WHAT THIS TASK INVOLVES. Repeat exactly the lines from the first line of the records through the line containing "Wanted = one point per instance of the person paddling, dropped", and nothing more.

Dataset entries

---*---

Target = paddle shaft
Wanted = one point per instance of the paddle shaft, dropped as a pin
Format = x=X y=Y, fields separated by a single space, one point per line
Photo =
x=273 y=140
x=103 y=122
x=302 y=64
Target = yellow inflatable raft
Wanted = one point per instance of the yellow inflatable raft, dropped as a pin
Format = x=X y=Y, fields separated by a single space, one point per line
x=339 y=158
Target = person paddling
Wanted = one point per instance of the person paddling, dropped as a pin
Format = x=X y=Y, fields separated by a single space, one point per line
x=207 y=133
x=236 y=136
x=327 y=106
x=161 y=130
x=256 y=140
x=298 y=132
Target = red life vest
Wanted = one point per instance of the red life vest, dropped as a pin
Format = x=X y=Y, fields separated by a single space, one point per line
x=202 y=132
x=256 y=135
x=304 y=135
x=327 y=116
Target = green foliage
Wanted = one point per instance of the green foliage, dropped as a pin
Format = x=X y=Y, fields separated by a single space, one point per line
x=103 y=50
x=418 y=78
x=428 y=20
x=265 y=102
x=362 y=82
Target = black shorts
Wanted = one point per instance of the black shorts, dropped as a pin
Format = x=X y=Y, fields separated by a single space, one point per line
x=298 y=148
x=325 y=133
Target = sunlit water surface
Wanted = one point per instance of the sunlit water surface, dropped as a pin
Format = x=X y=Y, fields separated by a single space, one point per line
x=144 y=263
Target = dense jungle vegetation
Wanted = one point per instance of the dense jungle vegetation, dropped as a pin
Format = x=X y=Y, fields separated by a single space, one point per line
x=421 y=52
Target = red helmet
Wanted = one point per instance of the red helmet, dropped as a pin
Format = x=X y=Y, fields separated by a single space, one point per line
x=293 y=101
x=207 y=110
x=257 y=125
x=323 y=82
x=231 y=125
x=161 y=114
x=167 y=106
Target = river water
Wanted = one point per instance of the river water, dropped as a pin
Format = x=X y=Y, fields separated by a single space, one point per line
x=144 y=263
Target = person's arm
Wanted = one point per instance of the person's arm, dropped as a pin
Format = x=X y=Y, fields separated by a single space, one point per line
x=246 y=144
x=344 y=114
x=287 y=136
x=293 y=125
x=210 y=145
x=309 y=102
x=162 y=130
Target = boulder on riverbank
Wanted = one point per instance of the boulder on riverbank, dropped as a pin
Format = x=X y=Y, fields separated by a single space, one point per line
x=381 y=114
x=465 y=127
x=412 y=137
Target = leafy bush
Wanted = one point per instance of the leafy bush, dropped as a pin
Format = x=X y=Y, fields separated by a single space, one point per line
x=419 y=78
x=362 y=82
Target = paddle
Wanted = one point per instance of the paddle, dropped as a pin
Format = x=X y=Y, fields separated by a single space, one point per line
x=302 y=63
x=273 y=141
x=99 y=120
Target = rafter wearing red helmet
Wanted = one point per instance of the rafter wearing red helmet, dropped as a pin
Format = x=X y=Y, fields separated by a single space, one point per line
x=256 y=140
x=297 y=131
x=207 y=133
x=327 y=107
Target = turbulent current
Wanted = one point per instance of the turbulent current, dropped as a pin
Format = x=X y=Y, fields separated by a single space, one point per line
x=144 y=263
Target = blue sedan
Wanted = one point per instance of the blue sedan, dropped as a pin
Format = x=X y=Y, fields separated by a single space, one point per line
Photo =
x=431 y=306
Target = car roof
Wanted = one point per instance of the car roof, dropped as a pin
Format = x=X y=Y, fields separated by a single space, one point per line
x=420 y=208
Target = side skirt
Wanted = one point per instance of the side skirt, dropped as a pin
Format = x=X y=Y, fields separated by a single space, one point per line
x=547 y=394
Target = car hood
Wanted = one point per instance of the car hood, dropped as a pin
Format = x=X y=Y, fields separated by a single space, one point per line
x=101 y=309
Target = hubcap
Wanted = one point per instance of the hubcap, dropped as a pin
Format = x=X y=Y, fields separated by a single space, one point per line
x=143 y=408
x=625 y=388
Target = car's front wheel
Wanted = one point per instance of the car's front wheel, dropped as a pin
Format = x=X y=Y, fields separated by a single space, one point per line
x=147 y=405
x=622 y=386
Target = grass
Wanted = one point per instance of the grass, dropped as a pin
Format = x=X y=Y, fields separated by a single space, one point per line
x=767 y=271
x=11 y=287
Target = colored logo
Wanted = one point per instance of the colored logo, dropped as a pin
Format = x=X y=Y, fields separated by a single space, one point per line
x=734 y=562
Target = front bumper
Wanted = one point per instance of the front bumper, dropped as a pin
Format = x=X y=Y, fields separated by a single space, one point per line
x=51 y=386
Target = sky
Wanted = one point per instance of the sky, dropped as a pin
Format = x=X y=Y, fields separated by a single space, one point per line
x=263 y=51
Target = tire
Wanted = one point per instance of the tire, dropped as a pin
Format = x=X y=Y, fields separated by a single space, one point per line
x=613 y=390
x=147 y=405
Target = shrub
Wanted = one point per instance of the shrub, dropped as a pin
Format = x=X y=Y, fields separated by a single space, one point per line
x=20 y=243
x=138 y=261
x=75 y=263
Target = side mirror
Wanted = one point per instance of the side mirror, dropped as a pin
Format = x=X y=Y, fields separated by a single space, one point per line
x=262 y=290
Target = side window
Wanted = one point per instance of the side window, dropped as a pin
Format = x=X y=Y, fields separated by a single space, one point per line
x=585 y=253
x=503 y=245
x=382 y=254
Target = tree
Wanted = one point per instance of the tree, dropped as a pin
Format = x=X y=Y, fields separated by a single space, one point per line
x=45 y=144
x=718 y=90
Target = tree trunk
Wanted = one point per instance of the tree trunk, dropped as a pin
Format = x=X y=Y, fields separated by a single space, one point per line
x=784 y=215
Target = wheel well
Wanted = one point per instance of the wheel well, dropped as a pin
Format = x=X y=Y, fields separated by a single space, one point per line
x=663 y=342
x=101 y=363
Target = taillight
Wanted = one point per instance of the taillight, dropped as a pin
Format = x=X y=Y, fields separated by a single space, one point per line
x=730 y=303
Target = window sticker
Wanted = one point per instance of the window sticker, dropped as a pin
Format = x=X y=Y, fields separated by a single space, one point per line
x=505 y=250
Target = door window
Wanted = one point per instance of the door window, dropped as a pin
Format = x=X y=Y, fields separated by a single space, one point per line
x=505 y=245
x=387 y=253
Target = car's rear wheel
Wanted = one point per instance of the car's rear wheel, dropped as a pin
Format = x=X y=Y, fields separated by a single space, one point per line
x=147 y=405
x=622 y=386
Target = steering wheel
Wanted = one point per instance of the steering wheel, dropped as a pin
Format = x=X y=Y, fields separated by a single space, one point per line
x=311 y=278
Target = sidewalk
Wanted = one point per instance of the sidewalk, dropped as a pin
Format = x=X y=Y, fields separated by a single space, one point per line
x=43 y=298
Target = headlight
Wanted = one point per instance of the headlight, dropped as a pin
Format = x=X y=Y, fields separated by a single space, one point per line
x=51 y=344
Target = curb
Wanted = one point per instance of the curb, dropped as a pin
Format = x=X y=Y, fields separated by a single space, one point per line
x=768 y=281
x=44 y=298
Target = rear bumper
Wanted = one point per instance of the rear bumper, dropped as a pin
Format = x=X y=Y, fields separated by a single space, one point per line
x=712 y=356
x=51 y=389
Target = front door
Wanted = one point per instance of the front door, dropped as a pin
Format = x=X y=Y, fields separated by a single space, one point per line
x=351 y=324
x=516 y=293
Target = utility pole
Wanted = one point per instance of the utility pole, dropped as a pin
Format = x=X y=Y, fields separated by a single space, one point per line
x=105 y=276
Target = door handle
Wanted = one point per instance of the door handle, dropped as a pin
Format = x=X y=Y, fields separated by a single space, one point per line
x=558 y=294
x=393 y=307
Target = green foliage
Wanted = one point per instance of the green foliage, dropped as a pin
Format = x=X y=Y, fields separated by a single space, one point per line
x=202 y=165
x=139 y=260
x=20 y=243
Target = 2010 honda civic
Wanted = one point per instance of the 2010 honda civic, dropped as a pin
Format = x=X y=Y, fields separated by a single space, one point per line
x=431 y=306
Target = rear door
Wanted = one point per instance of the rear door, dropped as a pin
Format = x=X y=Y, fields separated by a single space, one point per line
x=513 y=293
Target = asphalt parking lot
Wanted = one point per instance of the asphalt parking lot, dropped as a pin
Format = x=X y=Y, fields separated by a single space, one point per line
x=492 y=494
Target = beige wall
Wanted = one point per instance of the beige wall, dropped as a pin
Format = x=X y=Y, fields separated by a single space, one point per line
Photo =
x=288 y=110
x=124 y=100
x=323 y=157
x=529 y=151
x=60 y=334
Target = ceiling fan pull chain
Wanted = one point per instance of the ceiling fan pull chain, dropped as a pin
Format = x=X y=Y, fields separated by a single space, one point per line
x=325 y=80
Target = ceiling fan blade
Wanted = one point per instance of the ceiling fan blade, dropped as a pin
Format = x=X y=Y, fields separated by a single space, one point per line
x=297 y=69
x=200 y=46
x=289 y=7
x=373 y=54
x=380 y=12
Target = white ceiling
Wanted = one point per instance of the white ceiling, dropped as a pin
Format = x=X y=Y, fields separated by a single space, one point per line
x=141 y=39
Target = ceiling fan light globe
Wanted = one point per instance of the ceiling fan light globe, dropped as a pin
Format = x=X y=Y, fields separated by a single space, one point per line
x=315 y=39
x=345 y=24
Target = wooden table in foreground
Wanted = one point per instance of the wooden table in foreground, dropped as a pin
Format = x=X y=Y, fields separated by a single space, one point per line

---*---

RESULT.
Target = paddle shaft
Wanted = one point per instance of the paddle shaft, dropped as a pin
Format = x=X y=Y, fields separated by a single space, one point per line
Photo =
x=273 y=140
x=103 y=122
x=302 y=64
Target = yellow inflatable raft
Wanted = one point per instance of the yellow inflatable raft, dropped as a pin
Format = x=X y=Y, fields separated by a single space, one point per line
x=339 y=158
Target = person paddling
Wanted = one point per instance of the person paddling, dropped as a pin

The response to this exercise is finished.